### WHAT IS REQUIRED
Copy out the lines of the material word for word, starting at the line that contains "Locate every white tissue" and continuing through the end of the material, with both that first line and the final line included.

### Collected data entries
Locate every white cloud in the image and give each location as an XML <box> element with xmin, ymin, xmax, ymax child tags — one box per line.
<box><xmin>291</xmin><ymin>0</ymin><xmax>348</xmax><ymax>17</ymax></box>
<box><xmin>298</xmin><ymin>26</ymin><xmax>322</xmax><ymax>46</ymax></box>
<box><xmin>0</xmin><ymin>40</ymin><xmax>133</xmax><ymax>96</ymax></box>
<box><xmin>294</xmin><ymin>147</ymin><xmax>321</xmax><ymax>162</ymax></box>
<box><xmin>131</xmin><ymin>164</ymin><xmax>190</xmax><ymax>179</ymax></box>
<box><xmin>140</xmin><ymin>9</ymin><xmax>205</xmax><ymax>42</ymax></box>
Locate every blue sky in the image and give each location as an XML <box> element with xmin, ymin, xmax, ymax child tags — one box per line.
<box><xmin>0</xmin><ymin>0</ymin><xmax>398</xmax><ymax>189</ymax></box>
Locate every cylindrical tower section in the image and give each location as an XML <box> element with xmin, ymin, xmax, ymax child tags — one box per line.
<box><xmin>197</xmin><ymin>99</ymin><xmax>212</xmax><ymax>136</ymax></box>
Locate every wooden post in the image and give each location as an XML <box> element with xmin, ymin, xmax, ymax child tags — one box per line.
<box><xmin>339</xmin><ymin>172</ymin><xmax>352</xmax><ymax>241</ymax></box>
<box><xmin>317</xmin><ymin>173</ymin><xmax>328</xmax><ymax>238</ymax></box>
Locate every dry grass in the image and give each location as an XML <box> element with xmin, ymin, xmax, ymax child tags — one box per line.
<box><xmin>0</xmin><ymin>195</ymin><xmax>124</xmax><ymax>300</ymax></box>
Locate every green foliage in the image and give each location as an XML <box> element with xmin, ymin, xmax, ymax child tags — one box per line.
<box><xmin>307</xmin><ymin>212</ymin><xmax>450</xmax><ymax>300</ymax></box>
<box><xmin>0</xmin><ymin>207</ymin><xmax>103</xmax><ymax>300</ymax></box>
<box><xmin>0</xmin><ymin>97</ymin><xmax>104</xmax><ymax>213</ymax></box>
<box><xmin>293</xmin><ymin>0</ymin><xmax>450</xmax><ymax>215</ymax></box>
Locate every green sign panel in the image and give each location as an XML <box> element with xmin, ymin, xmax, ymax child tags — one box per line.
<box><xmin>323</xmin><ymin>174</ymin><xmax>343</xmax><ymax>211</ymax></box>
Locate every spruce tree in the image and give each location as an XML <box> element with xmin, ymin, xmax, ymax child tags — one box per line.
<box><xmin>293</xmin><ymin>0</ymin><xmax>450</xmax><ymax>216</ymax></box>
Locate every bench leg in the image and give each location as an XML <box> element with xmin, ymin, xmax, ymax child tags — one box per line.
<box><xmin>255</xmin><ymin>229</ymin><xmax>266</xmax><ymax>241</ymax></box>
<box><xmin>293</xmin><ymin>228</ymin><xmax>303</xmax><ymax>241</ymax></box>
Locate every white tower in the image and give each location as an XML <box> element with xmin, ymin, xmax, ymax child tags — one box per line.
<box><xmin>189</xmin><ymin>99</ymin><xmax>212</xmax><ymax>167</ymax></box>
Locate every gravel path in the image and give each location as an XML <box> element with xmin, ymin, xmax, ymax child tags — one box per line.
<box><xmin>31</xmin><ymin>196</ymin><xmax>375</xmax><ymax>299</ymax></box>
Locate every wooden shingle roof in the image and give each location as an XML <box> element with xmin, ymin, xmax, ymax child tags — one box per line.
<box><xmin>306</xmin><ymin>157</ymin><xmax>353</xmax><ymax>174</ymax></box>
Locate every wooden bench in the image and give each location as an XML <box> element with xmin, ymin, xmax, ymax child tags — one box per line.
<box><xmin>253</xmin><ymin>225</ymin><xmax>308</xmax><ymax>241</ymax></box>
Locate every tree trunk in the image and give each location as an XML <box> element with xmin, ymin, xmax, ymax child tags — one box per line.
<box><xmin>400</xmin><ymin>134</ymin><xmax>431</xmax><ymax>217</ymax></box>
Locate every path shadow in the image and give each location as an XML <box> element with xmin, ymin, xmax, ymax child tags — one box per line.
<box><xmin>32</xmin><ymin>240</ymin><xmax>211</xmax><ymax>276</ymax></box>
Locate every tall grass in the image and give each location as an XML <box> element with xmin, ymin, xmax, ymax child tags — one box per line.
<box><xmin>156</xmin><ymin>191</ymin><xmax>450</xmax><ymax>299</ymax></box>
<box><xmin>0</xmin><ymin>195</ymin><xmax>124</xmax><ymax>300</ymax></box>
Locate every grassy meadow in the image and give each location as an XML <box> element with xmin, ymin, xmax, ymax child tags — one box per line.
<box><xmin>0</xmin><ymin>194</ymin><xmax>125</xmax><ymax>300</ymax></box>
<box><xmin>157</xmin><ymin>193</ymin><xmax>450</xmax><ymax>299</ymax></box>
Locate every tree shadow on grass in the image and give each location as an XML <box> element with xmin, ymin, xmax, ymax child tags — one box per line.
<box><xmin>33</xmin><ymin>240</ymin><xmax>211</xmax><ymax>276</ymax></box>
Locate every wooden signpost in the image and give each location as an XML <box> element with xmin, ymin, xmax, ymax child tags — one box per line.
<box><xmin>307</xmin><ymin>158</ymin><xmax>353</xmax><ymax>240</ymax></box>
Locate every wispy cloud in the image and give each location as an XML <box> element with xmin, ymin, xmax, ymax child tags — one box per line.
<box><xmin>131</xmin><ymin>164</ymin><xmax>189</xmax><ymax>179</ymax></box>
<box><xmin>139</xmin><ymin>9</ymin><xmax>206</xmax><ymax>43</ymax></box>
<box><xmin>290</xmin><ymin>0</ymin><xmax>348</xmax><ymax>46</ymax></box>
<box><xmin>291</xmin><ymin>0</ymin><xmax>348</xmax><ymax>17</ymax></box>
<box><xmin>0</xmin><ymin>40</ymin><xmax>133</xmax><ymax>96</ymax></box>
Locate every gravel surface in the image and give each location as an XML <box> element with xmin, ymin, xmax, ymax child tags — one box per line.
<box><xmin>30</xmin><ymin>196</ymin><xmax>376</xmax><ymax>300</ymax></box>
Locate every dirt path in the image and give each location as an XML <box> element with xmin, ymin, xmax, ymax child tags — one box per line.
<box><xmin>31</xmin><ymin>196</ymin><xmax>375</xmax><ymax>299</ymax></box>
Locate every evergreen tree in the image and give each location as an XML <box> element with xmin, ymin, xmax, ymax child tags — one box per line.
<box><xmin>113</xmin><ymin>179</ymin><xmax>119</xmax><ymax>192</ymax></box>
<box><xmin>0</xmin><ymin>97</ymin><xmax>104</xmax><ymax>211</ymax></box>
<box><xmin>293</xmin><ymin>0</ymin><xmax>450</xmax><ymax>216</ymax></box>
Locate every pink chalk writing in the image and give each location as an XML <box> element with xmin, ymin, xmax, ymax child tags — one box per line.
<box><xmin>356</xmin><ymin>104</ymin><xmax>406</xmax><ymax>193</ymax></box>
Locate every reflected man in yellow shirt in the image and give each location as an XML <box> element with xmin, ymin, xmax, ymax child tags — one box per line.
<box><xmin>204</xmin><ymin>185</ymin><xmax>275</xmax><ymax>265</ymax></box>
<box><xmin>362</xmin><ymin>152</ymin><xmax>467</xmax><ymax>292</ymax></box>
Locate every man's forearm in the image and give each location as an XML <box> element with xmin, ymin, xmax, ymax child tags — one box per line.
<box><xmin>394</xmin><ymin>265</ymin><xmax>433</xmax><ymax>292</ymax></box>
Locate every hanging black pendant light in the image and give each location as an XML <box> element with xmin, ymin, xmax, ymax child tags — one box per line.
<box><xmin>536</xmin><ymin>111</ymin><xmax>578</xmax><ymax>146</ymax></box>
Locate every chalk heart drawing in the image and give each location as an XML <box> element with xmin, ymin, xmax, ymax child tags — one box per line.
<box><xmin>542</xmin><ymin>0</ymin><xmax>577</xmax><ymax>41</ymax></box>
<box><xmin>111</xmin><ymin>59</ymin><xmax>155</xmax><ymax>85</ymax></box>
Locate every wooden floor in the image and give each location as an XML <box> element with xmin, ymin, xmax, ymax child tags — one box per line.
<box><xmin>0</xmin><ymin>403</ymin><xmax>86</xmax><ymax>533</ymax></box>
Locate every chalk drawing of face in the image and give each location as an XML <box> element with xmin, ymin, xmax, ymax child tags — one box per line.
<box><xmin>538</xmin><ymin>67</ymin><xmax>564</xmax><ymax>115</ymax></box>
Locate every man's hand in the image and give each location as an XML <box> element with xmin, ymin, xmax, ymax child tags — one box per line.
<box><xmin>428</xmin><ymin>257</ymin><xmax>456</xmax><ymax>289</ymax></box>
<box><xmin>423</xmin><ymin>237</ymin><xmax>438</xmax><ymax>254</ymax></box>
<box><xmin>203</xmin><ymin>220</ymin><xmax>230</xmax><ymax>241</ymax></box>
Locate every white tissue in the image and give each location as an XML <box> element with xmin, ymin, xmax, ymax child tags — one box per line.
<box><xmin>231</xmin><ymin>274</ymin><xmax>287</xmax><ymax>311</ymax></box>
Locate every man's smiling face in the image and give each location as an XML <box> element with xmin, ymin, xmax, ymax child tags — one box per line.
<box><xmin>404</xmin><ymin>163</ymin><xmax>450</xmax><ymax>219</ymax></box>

### SOLUTION
Locate every white tissue in the image and give each location as an XML <box> element with xmin, ymin, xmax, ymax child tags — one box per line.
<box><xmin>231</xmin><ymin>274</ymin><xmax>287</xmax><ymax>311</ymax></box>
Locate every man's smiling face in the image and give each location as an XML <box> element with xmin, ymin, xmax, ymax child tags — one box per line.
<box><xmin>404</xmin><ymin>163</ymin><xmax>450</xmax><ymax>219</ymax></box>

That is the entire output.